Segment Open

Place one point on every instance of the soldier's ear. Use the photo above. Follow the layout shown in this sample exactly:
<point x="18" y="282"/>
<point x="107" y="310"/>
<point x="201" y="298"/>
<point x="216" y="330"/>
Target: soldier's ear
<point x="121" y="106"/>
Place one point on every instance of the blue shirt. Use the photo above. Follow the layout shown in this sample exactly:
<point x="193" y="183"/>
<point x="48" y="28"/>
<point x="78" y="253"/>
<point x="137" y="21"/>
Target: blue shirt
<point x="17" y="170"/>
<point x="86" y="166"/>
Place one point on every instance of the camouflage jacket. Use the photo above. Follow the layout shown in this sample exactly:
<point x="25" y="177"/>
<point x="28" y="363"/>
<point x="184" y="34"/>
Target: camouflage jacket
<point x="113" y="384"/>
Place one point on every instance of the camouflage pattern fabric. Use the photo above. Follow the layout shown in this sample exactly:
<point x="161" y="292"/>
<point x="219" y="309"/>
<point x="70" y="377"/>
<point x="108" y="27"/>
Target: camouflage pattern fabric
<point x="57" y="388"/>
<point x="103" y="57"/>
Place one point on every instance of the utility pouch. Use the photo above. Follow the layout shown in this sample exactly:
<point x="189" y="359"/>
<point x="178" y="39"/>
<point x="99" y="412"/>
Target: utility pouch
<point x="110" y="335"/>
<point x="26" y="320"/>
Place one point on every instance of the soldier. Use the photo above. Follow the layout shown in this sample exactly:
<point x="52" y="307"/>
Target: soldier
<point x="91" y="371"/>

Segment Closed

▶ **Goal of the exercise**: Please set down all of the data above again, matching it exactly.

▶ **Reply to the exercise**:
Place one point on every instance of the soldier's ear. Use the photo above. Follow the layout shown in this sample exactly:
<point x="18" y="282"/>
<point x="107" y="310"/>
<point x="201" y="298"/>
<point x="216" y="330"/>
Target: soldier's ear
<point x="121" y="106"/>
Place one point on every instance of the blue shirt. Use the photo above. Follow the layout shown in this sample exactly:
<point x="193" y="183"/>
<point x="48" y="28"/>
<point x="78" y="253"/>
<point x="137" y="21"/>
Target: blue shirt
<point x="17" y="170"/>
<point x="86" y="166"/>
Place one point on every instance of the camouflage jacket. Use the photo above. Follow the layout shown in this sample exactly:
<point x="25" y="177"/>
<point x="28" y="363"/>
<point x="184" y="34"/>
Target: camouflage jacket
<point x="113" y="384"/>
Place one point on every instance of the camouflage pattern fabric. Use the photo above. Follow the layout shown in this sample exactly:
<point x="161" y="292"/>
<point x="219" y="309"/>
<point x="70" y="377"/>
<point x="108" y="27"/>
Target: camouflage pattern fabric
<point x="57" y="388"/>
<point x="103" y="57"/>
Place one point on every instance of the utility pouch. Use the photo above. Follow the layout shown in this sample exactly:
<point x="189" y="359"/>
<point x="178" y="39"/>
<point x="99" y="412"/>
Target: utility pouch
<point x="110" y="335"/>
<point x="26" y="320"/>
Place one point on every instance of the soldier. Use the photo above. Follow the layout shown in this sample exactly:
<point x="52" y="307"/>
Target: soldier
<point x="91" y="371"/>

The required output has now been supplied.